TASK INPUTS:

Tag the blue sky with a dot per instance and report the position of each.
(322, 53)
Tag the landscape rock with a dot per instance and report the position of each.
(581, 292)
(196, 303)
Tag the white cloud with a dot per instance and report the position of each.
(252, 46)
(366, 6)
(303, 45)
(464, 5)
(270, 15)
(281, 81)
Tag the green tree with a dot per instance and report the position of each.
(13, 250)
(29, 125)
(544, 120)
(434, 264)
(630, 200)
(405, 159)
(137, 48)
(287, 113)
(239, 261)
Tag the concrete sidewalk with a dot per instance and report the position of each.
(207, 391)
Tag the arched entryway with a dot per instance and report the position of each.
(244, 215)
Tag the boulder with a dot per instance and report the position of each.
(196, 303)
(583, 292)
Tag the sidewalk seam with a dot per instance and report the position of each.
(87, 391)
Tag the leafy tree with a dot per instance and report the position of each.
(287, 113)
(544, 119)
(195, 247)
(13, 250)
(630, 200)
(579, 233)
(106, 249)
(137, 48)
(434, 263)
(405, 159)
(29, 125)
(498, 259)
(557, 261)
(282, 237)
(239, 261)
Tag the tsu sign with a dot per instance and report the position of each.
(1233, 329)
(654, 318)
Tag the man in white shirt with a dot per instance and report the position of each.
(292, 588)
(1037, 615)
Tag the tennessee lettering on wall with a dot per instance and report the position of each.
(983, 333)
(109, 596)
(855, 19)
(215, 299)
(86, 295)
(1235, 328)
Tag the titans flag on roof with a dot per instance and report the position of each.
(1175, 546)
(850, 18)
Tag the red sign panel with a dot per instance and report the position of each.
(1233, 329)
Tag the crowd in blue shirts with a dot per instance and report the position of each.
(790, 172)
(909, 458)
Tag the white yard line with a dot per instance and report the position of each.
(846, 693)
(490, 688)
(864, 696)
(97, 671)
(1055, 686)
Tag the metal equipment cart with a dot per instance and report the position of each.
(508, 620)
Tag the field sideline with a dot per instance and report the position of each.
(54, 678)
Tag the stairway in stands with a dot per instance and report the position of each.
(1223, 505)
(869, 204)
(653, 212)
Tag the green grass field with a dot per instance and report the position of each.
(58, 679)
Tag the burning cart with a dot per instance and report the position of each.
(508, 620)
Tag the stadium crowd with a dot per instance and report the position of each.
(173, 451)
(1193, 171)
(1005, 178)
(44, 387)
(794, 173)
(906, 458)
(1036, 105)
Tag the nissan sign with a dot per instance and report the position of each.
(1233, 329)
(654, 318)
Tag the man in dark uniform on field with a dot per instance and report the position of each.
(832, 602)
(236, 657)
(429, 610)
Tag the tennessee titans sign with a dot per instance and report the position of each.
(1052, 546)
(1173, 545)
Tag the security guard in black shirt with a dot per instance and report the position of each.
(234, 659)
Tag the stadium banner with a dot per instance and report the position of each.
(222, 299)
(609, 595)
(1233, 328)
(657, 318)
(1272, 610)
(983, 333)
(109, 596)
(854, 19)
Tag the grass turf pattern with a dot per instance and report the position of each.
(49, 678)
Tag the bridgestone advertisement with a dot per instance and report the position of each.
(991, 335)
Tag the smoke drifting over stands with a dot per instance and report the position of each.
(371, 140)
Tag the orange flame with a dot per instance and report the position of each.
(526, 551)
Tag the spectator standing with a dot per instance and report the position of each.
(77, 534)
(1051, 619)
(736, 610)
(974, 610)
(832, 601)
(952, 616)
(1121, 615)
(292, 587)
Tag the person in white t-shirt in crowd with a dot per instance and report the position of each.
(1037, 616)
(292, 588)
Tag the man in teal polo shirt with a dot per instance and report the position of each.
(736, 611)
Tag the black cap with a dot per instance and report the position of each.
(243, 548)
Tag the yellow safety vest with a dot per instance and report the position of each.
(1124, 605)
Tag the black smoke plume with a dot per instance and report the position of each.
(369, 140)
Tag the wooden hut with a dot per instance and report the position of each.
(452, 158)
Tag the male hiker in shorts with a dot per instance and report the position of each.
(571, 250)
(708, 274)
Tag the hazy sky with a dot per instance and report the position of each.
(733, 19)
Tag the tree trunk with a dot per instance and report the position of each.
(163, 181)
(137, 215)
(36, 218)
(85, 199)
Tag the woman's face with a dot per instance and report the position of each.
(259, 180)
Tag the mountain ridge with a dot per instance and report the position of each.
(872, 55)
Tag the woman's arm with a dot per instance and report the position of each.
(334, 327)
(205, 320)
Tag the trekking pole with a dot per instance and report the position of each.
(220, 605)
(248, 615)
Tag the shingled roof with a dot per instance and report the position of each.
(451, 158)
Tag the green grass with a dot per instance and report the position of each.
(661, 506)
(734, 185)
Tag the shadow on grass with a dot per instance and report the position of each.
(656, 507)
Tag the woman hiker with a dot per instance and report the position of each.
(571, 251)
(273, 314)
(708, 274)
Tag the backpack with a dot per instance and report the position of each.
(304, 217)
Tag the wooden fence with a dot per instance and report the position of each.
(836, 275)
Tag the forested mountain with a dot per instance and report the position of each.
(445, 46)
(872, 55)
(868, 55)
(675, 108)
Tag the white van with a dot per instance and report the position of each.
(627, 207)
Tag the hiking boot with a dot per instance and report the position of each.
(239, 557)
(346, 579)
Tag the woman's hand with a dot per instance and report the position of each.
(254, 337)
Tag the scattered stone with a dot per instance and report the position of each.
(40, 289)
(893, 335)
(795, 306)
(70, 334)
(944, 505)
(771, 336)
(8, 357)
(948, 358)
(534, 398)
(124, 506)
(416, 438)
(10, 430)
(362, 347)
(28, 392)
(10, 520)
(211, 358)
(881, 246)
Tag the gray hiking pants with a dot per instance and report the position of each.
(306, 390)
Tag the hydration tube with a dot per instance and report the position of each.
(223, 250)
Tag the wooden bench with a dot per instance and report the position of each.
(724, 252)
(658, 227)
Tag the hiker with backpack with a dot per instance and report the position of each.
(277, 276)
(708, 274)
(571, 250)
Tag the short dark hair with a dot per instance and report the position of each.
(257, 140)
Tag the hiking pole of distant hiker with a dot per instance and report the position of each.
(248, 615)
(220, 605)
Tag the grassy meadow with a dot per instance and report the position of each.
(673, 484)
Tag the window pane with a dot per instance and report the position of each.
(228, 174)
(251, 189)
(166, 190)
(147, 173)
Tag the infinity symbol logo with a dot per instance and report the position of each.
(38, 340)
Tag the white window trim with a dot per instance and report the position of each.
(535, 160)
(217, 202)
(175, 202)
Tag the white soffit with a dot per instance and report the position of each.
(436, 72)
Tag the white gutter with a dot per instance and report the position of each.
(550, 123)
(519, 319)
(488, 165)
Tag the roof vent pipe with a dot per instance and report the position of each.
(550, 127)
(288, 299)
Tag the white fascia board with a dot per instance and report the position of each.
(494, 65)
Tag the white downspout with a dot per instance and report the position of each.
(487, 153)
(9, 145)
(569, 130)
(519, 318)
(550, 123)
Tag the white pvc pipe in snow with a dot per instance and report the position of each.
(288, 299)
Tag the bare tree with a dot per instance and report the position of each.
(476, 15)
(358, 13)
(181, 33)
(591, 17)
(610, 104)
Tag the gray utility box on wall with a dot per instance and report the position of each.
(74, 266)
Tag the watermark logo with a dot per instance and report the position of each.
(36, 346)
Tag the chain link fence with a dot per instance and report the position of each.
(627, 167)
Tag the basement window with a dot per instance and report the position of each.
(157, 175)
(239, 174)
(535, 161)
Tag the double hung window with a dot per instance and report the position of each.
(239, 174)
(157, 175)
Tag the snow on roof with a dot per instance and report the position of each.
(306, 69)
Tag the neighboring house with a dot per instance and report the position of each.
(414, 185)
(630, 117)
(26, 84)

EXERCISE:
Returned text must match every record word for word.

EXERCISE OUTPUT:
Tag the blue sky with a dot per instance and report the position of each.
(322, 53)
Tag the landscape rock with a dot per instance and report the position of each.
(581, 292)
(196, 303)
Tag the white cloud with a dot per instance and report the position of each.
(252, 46)
(366, 6)
(303, 45)
(464, 5)
(270, 15)
(281, 81)
Tag the green tree with a dot per instance and report the position of each.
(13, 250)
(29, 125)
(544, 120)
(434, 264)
(630, 200)
(405, 159)
(137, 48)
(287, 113)
(239, 261)
Tag the concrete sidewalk with a dot per instance and report the position of each.
(207, 391)
Tag the arched entryway with a dot per instance and report the position of each.
(244, 215)
Tag the boulder with a dot per instance and report the position of each.
(196, 303)
(583, 292)
Tag the sidewalk seam with a dot per instance and report the position of each.
(87, 391)
Tag the leafy tree with a dot per instance and report the position of each.
(287, 113)
(544, 119)
(195, 247)
(13, 250)
(630, 200)
(579, 233)
(106, 249)
(137, 48)
(434, 263)
(405, 159)
(29, 125)
(498, 259)
(557, 261)
(282, 237)
(239, 261)
Tag the tsu sign with a dot per instance and report the position of each.
(1233, 329)
(654, 318)
Tag the man in white shirt with a dot per instance and report the position of each.
(292, 588)
(1037, 615)
Tag the tennessee lettering on wall with a dot per instance and report the position of each.
(983, 333)
(109, 596)
(855, 19)
(215, 299)
(86, 295)
(1235, 328)
Tag the titans flag on roof with a dot per instance and report the position of each.
(1175, 546)
(850, 18)
Tag the red sign panel with a dot per instance and report the position of each.
(1233, 329)
Tag the crowd in blue shirts with a dot per instance and report the position of each.
(790, 172)
(909, 458)
Tag the white yard line with a dot per instance and report the position of each.
(846, 693)
(490, 688)
(864, 696)
(97, 671)
(1055, 686)
Tag the metal equipment cart with a dot per instance and report the position of each.
(508, 620)
Tag the field sideline with a dot per instance and report the position of each.
(54, 678)
Tag the stairway in stands with a dot per instance and report the position of each.
(1223, 505)
(869, 204)
(653, 212)
Tag the green grass field with a dot per instance and report the position of each.
(58, 679)
Tag the burning cart with a dot per instance and report the position of each.
(508, 620)
Tag the stadium crowd with a dot per instance and report the position of each.
(173, 451)
(1193, 171)
(1005, 178)
(44, 387)
(794, 173)
(906, 458)
(1036, 105)
Tag the nissan sign with a dot per instance and report the position of each.
(1233, 329)
(654, 318)
Tag the man in dark uniform on field with a dot per instance and report the position of each.
(832, 602)
(236, 657)
(429, 610)
Tag the tennessee titans sign with a dot per instance and report the position of each.
(1052, 546)
(1173, 545)
Tag the security guard in black shirt with a dot per instance and report the position of each.
(234, 659)
Tag the stadium banner with a dot per instance and report the position of each.
(222, 299)
(609, 595)
(1233, 328)
(657, 318)
(1272, 610)
(983, 333)
(109, 596)
(854, 19)
Tag the grass turf pattern with a dot per instance and report the position of each.
(49, 678)
Tag the bridgestone advertisement with a dot per instance and report the position of each.
(991, 335)
Tag the smoke drifting over stands with a dot per instance and report the position of each.
(371, 140)
Tag the orange flame with a dot per instance and report the position of each.
(526, 551)
Tag the spectator standing with a dot per instance and report the position of each.
(77, 534)
(1051, 619)
(736, 610)
(974, 610)
(832, 601)
(952, 616)
(1121, 615)
(292, 587)
Tag the person in white t-shirt in crowd with a dot per instance and report the position of each.
(1037, 616)
(292, 588)
Tag the man in teal polo shirt with a dot per instance and report the position of each.
(736, 611)
Tag the black cap with a dot per instance and report the position of each.
(243, 548)
Tag the yellow safety vest with a dot per instance and report the position of each.
(1124, 605)
Tag the black smoke plume with a dot per instance and report the position of each.
(369, 140)
Tag the wooden hut with a dot per instance and report the position of each.
(452, 158)
Tag the male hiker in shorts with a dot per instance and report the position of each.
(571, 250)
(708, 274)
Tag the hazy sky with a dot per instance and report the position of each.
(733, 19)
Tag the tree trunk with a dot per instance and report the position of each.
(163, 181)
(137, 215)
(36, 218)
(85, 199)
Tag the woman's face with a dot per instance and report the position of each.
(259, 180)
Tag the mountain ridge with a dot per instance and report the position of each.
(872, 55)
Tag the woman's arm with a dot per instance and report the position of each.
(334, 327)
(205, 320)
Tag the trekking pole with a dot per instance and report the position of each.
(220, 605)
(248, 615)
Tag the shingled roof with a dot per instance and report the position of each.
(451, 158)
Tag the green grass with a dot per instance and report the position of each.
(661, 506)
(734, 185)
Tag the shadow on grass with a dot per instance and report the position of each.
(656, 507)
Tag the woman hiker with a dot per instance and report the position of each.
(571, 251)
(273, 314)
(708, 274)
Tag the backpack with a dot per instance and report the position of each.
(304, 217)
Tag the wooden fence with a dot per instance and report the position of each.
(836, 275)
Tag the forested mountain with a dot per instance and report the position of each.
(445, 46)
(872, 55)
(868, 55)
(675, 108)
Tag the white van with a dot per instance and report the position of each.
(627, 207)
Tag the hiking boot with a dot per instance and report the position of each.
(239, 557)
(346, 579)
Tag the woman's hand with a dot per instance and report the position of each.
(254, 337)
Tag the scattered stone with a dot per instance and report the position of each.
(40, 289)
(893, 335)
(795, 306)
(70, 334)
(944, 505)
(771, 336)
(8, 357)
(948, 358)
(534, 398)
(124, 506)
(416, 438)
(10, 430)
(362, 347)
(28, 392)
(10, 520)
(211, 358)
(881, 246)
Tag the gray hiking pants with a dot per instance and report the position of each.
(306, 390)
Tag the hydration tube with a dot per instance and report the position of each.
(223, 250)
Tag the wooden bench with a dot per instance and report the position of each.
(724, 252)
(658, 227)
Tag the hiker with backpack with a dot per instance and report the position of each.
(277, 276)
(708, 274)
(571, 250)
Tag the short dark hair with a dot per instance and report the position of each.
(257, 140)
Tag the hiking pole of distant hiker with a dot per instance and report the position of each.
(248, 615)
(220, 605)
Tag the grassy meadow with a dot per instance and report the position of each.
(673, 484)
Tag the window pane with a dot per instance and report the position of each.
(228, 174)
(251, 189)
(166, 190)
(147, 173)
Tag the infinity symbol logo with a dot per instance and report the position of each.
(38, 340)
Tag the white window trim with a dot per instance and report the position of each.
(535, 160)
(217, 202)
(175, 202)
Tag the white soffit with a dot per instance and report the position of each.
(436, 72)
Tag the white gutter with a dot per instance and report the position of each.
(550, 123)
(519, 319)
(488, 165)
Tag the roof vent pipe with a dot per instance and report the position of each.
(550, 127)
(288, 299)
Tag the white fascia board with a dot per instance and report the position of each.
(494, 65)
Tag the white downspout with a dot per instance and report the position of each.
(487, 153)
(9, 145)
(569, 130)
(519, 318)
(550, 123)
Tag the white pvc pipe in snow with a dot per instance and report the position of each.
(288, 299)
Tag the bare tree with a dot per instance and report the position of each.
(476, 15)
(358, 13)
(181, 33)
(591, 17)
(610, 104)
Tag the gray utility box on wall with a dot per instance and report the position of each.
(74, 266)
Tag the watermark logo with a dot per instance and report the position of each.
(36, 346)
Tag the chain link fence with a dot per instance and report the position of each.
(627, 167)
Tag the basement window with a dot per instance and report the position of each.
(157, 175)
(239, 174)
(535, 161)
Tag the double hung window with a dot per instance and report the position of each.
(239, 174)
(157, 175)
Tag the snow on roof with a dot per instance and report the position of each.
(306, 69)
Tag the neighboring house with a dot per instance and report the position of each.
(414, 185)
(630, 117)
(26, 84)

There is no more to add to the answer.